Aim of the task: Return each line of the rows below that contains the string "vest". Case counts.

Data supplied:
** Begin **

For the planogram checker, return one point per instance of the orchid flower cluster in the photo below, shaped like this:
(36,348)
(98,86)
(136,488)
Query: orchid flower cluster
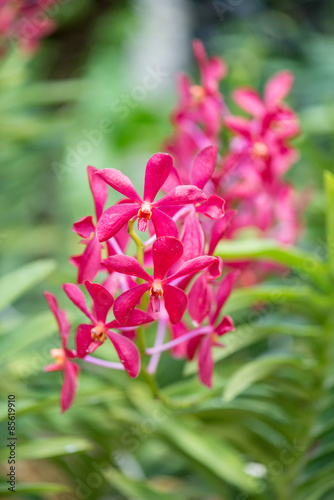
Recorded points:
(25,22)
(173,282)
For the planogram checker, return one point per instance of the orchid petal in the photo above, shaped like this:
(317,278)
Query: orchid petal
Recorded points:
(224,290)
(126,302)
(203,166)
(83,339)
(120,182)
(157,170)
(113,219)
(136,318)
(219,229)
(77,297)
(213,207)
(198,304)
(127,352)
(205,362)
(181,195)
(166,251)
(193,345)
(249,100)
(69,387)
(53,367)
(163,224)
(192,266)
(239,125)
(192,237)
(103,300)
(89,262)
(61,317)
(99,190)
(126,265)
(175,303)
(277,88)
(226,325)
(84,227)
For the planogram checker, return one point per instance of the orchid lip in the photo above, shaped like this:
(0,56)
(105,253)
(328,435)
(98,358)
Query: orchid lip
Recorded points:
(197,92)
(260,150)
(58,355)
(99,332)
(156,289)
(145,210)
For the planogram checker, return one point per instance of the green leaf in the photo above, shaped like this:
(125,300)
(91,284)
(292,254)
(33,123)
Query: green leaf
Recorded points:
(51,447)
(329,186)
(303,262)
(257,370)
(34,488)
(217,456)
(15,284)
(246,335)
(84,398)
(276,295)
(29,331)
(138,490)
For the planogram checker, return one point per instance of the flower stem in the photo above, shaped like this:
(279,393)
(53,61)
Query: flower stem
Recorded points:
(187,336)
(138,242)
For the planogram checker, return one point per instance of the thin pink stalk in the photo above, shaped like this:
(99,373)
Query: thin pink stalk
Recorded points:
(161,332)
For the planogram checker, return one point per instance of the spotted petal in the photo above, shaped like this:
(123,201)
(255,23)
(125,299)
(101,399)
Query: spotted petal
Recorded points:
(120,182)
(114,218)
(127,352)
(157,170)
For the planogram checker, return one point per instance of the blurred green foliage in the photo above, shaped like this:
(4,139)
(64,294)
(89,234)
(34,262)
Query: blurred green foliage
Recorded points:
(267,428)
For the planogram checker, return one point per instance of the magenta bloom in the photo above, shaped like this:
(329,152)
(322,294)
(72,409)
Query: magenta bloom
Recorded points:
(89,262)
(166,251)
(25,22)
(90,336)
(157,170)
(63,356)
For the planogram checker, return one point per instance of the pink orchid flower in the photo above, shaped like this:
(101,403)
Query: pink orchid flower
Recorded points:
(262,139)
(166,251)
(90,336)
(89,262)
(201,340)
(157,170)
(202,103)
(63,356)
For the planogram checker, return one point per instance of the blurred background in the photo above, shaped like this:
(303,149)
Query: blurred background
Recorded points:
(85,98)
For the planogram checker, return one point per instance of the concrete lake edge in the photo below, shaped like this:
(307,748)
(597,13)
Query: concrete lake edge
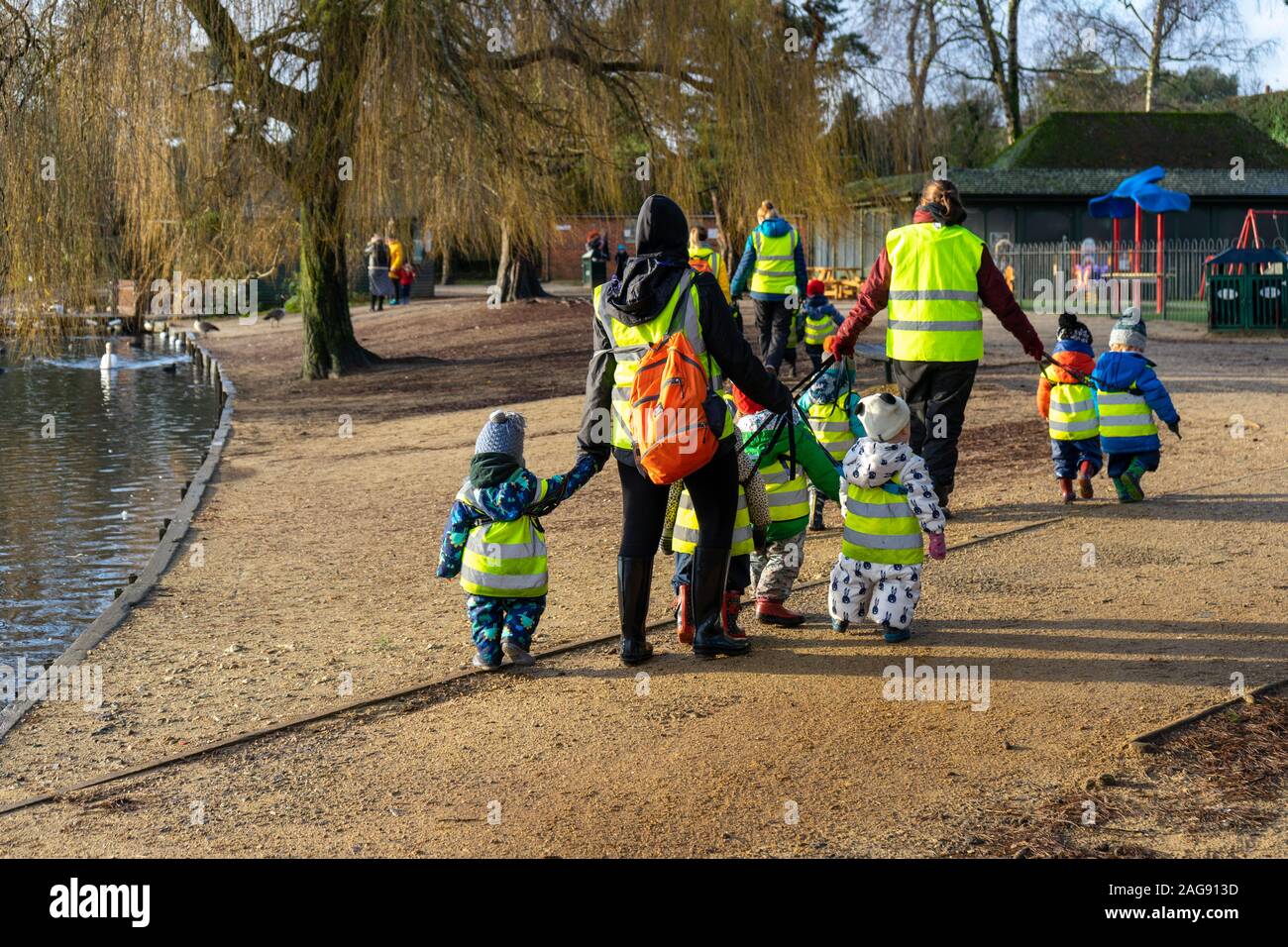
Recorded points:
(133,592)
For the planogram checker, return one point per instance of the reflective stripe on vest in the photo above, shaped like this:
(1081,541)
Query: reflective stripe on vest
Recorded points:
(631,343)
(831,425)
(1125,414)
(686,536)
(776,263)
(934,294)
(880,527)
(1072,414)
(789,496)
(503,560)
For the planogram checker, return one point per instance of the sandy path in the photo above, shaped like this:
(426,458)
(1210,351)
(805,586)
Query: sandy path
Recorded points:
(1184,591)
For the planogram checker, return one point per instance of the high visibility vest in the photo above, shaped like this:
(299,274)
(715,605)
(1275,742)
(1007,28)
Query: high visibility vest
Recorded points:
(505,560)
(789,496)
(776,262)
(818,328)
(630,344)
(934,294)
(686,538)
(1072,415)
(880,527)
(829,420)
(1125,414)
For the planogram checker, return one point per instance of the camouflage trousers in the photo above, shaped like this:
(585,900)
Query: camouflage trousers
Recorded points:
(493,618)
(774,573)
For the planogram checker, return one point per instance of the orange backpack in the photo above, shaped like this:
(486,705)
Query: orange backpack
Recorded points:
(670,419)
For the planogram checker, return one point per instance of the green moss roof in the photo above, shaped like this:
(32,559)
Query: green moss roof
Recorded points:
(1267,111)
(1141,140)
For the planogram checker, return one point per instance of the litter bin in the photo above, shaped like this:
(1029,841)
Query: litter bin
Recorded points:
(592,272)
(1247,289)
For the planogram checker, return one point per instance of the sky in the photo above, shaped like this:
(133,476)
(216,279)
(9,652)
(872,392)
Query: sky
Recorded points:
(1267,20)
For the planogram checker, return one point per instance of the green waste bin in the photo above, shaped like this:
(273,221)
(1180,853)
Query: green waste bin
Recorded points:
(1247,300)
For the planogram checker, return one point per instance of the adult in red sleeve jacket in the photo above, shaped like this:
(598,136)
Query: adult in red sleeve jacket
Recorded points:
(931,277)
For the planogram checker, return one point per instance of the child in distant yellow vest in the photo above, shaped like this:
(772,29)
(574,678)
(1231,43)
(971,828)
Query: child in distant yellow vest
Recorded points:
(496,544)
(889,501)
(831,406)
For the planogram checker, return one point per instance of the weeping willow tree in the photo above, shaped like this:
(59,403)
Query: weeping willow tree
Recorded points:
(215,134)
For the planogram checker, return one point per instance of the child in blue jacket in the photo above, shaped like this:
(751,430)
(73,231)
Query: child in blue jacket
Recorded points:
(494,541)
(815,321)
(1128,394)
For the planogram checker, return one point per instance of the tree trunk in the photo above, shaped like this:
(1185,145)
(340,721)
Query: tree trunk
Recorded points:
(1006,76)
(516,273)
(330,347)
(447,277)
(1155,54)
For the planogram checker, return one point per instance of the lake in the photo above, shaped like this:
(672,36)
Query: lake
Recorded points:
(90,464)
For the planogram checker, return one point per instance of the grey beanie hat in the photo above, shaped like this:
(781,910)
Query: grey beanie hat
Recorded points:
(1129,330)
(884,415)
(502,434)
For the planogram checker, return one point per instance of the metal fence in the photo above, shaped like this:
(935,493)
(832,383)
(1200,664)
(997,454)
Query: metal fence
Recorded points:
(1099,278)
(1091,277)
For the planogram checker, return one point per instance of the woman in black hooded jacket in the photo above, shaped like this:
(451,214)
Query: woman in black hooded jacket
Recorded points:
(636,296)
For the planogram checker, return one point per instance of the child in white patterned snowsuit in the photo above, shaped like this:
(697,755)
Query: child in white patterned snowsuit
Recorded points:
(889,500)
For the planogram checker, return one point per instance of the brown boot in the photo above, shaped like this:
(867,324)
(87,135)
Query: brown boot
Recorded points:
(733,603)
(684,617)
(776,613)
(1085,488)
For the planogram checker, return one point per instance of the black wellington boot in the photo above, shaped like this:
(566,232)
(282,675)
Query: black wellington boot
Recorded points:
(706,596)
(634,581)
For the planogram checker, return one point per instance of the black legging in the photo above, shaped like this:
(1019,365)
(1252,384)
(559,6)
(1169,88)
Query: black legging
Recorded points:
(713,489)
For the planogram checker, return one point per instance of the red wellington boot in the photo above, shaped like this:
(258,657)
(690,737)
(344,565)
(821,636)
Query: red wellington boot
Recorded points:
(684,617)
(1065,489)
(776,613)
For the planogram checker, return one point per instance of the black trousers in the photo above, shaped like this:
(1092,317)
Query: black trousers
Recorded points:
(936,394)
(713,489)
(774,321)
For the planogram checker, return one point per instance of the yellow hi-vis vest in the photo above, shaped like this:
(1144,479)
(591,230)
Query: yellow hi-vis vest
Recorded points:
(934,294)
(686,538)
(1125,414)
(505,560)
(880,527)
(630,343)
(818,328)
(1072,415)
(776,263)
(789,496)
(829,421)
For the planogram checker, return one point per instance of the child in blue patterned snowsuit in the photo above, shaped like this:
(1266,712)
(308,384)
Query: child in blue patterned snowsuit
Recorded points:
(494,543)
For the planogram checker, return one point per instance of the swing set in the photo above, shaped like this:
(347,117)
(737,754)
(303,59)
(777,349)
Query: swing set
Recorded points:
(1134,195)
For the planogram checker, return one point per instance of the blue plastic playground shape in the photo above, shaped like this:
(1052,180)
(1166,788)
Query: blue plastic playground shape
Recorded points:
(1138,189)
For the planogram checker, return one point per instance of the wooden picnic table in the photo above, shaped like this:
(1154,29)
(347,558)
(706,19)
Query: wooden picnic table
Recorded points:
(841,282)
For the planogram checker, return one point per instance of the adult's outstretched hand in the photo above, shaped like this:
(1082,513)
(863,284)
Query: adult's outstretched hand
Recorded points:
(848,334)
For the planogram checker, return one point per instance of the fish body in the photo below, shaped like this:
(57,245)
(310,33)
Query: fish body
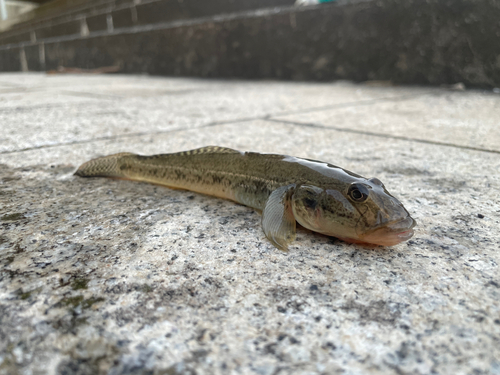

** End **

Result for this exercise:
For the planogram checker, return one point per instance of the reflective stripe on vest in the photo above, shaped like this:
Query: reflective stripe on vest
For the planogram checker, return one point per instance of the high visibility vest in the photo above, shaped like this:
Query: high visibility vest
For the planogram checker, return one point per instance of the child in distant yellow vest in the photo above, shaped like this:
Query: child in distant yellow vest
For the planogram checker, return one point per instance of the yellow hi-vis vest in the photo above, shaped like this:
Query: yellow hi-vis vest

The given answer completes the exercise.